Requirements:
Please reproduce the lines from the first one through the line containing "Outline every instance of the hillside", inclusive, swapping "instance" for "occurrence" and leaving everything else unchanged.

Raw records:
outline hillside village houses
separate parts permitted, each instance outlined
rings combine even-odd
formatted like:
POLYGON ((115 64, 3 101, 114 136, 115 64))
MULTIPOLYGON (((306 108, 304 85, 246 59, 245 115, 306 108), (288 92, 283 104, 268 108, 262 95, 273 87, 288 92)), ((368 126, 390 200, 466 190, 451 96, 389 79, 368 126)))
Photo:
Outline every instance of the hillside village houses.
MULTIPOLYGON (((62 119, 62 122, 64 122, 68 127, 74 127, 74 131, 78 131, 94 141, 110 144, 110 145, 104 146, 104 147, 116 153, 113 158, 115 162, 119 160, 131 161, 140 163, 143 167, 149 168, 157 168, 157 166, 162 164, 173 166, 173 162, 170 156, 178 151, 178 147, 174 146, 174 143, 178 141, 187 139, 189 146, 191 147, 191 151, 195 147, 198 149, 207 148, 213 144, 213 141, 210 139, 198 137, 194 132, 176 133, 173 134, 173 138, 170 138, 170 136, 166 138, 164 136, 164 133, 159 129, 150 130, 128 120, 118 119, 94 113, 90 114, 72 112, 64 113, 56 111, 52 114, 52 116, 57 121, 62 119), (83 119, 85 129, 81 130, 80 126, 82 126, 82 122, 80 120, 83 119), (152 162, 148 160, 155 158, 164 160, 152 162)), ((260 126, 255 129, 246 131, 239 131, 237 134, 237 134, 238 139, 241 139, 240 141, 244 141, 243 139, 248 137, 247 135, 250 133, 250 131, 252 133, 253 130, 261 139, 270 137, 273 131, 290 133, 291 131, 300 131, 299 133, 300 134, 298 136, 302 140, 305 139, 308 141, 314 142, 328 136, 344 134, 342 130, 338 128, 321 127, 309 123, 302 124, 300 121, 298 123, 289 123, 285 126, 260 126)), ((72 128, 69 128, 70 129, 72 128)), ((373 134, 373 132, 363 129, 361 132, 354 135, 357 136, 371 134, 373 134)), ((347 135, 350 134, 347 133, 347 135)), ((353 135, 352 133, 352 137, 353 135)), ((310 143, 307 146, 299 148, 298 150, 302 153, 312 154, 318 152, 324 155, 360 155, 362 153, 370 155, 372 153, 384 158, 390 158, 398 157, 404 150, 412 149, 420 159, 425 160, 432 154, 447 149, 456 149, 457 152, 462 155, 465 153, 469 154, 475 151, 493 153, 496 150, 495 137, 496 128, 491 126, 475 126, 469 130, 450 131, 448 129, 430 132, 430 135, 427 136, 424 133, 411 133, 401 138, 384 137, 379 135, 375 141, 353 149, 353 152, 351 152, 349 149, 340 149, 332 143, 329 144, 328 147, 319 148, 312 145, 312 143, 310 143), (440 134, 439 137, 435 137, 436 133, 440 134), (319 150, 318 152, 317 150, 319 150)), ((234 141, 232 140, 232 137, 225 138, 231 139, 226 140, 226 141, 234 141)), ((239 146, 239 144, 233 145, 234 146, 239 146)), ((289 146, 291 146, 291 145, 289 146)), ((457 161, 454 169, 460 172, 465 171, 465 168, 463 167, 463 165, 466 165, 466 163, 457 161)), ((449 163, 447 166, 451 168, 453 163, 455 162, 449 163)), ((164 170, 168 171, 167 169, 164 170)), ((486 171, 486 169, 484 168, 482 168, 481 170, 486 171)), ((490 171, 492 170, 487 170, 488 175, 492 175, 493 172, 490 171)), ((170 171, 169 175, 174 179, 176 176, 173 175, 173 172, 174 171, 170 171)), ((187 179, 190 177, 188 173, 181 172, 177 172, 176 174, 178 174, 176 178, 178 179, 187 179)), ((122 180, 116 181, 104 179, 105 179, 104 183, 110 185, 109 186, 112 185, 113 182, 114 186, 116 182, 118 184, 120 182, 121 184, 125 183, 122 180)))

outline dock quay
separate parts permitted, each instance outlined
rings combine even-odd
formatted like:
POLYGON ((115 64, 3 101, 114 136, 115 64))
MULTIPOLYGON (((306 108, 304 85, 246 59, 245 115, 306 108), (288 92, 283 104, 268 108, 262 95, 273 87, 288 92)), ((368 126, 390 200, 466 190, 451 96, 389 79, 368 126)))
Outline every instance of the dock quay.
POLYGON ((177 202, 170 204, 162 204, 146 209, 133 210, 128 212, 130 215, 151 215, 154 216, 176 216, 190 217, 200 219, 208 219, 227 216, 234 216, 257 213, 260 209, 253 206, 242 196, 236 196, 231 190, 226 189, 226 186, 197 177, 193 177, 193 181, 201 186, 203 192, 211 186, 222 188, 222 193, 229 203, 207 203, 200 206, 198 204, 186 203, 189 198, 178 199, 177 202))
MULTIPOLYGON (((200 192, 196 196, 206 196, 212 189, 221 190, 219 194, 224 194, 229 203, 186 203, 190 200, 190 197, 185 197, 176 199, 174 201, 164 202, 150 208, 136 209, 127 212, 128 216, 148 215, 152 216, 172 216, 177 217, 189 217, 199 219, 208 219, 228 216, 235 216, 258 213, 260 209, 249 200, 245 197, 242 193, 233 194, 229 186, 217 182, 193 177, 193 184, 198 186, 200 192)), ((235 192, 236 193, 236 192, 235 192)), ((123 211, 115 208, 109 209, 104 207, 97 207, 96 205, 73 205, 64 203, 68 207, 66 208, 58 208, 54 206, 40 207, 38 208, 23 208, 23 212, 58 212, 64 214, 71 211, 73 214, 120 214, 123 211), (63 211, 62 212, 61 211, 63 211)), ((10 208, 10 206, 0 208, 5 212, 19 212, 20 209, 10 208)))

Finished answer:
outline hillside village houses
separate parts permitted, each occurrence outlined
rings combine even-odd
formatted like:
POLYGON ((115 64, 3 101, 114 136, 115 64))
MULTIPOLYGON (((306 108, 304 85, 246 59, 245 115, 306 108), (288 92, 283 104, 268 108, 262 95, 273 87, 288 92)), ((368 126, 390 200, 466 190, 451 96, 389 79, 368 126)))
Photo:
Outline every occurrence of the hillside village houses.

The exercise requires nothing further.